═════ Given records

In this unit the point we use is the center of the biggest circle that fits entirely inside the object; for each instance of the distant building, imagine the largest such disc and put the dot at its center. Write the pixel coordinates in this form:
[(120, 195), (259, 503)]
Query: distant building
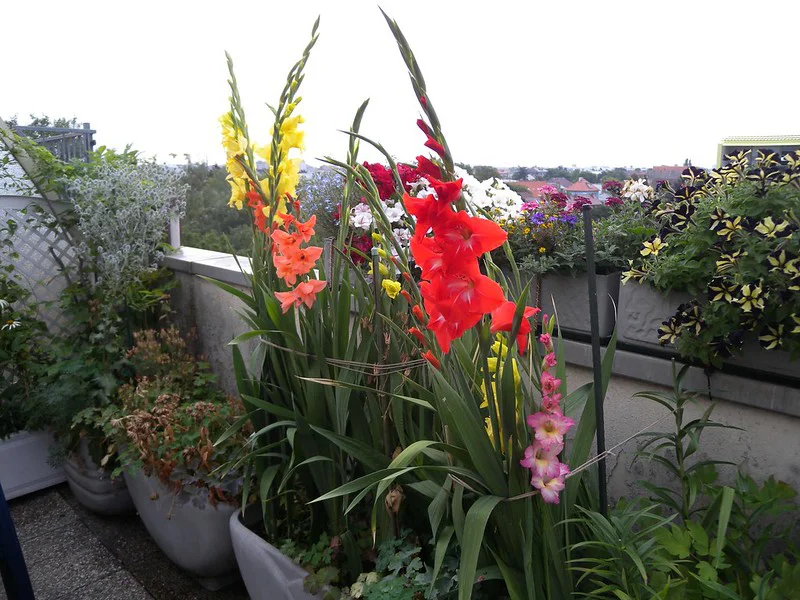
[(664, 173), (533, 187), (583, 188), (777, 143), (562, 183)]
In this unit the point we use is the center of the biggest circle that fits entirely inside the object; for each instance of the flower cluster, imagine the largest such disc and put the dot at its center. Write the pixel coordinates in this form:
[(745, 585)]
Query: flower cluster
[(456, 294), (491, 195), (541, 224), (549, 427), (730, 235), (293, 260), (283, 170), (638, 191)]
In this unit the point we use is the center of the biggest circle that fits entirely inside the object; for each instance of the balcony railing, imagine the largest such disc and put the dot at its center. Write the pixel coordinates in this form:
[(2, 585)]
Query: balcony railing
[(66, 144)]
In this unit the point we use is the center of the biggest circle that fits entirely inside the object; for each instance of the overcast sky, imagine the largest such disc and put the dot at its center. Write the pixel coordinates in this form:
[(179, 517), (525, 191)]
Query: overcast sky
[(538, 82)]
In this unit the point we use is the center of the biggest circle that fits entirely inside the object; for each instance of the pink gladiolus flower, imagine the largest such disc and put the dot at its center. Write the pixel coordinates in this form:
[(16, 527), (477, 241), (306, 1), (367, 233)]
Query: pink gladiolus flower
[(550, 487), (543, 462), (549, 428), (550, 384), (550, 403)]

══════════
═════ Given records

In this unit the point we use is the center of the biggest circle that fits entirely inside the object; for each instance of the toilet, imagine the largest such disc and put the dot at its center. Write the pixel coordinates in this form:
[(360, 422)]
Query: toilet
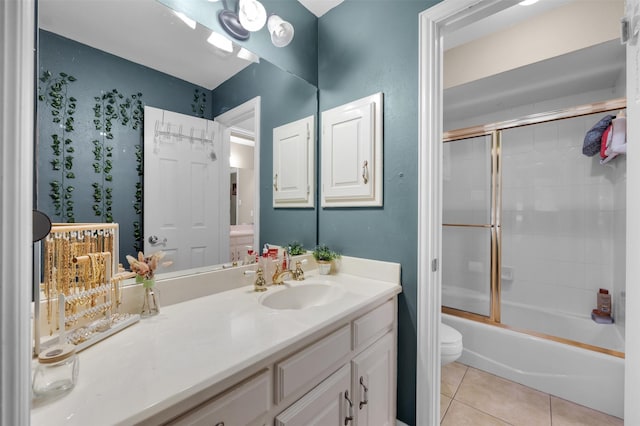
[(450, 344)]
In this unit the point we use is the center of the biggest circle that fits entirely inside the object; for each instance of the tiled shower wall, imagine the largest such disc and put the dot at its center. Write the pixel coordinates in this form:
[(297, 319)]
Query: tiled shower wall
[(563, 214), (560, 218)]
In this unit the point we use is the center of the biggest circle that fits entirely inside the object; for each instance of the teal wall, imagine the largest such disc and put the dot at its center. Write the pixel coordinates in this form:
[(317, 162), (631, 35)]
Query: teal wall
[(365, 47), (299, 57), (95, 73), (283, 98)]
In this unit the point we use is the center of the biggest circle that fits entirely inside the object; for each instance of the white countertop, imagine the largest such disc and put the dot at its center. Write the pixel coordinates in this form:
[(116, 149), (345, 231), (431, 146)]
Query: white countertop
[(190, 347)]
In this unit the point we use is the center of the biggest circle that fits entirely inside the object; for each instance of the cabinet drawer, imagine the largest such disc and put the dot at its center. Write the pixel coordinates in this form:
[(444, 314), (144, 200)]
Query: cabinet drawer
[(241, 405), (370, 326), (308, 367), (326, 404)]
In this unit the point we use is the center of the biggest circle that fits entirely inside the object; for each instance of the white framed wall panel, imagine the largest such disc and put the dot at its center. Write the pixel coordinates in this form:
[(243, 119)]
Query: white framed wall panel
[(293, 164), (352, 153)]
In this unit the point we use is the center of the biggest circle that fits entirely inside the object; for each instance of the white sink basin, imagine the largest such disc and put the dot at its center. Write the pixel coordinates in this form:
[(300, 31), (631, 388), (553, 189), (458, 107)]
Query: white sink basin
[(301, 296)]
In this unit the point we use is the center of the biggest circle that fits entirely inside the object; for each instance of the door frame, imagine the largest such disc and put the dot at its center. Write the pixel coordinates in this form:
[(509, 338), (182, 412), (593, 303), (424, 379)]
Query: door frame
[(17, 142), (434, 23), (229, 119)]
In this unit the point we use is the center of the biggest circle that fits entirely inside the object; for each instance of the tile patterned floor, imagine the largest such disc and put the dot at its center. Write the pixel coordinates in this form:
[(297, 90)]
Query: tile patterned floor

══════════

Arrange the stretch of data from the line containing "of the cabinet" through the line containing "[(301, 296)]" as a Markdown table with the columns Row and Line, giving each line its row number and omitting blank lines.

| Row | Line |
|---|---|
| 1 | In this unit the point we use is the center of the biggest circle that fits entirely inside the object; for each instance of the cabinet drawer, imagine the largest such disc and put the dot at its center. Write the pixel coordinates in this form: |
| 2 | [(444, 314), (144, 200)] |
| 3 | Query: cabinet drawer |
| 4 | [(241, 405), (370, 326), (308, 367), (326, 404)] |
| 5 | In this unit the point we use is the center of the biggest circle that fits entirely inside the object; for each instance of the white framed wall panel, imagine the largest such disc and put the dot at its center. Write the pixel coordinates in this form: |
| 6 | [(243, 119)] |
| 7 | Query: white framed wall panel |
| 8 | [(293, 164), (352, 153)] |
| 9 | In this unit the point we use is the center of the biggest circle that fits entirely inside the object; for each instance of the white sink basin, imagine the largest such disc and put the dot at its center. Write the pixel coordinates in this form: |
| 10 | [(300, 31), (631, 388), (553, 189), (458, 107)] |
| 11 | Query: white sink basin |
| 12 | [(301, 296)] |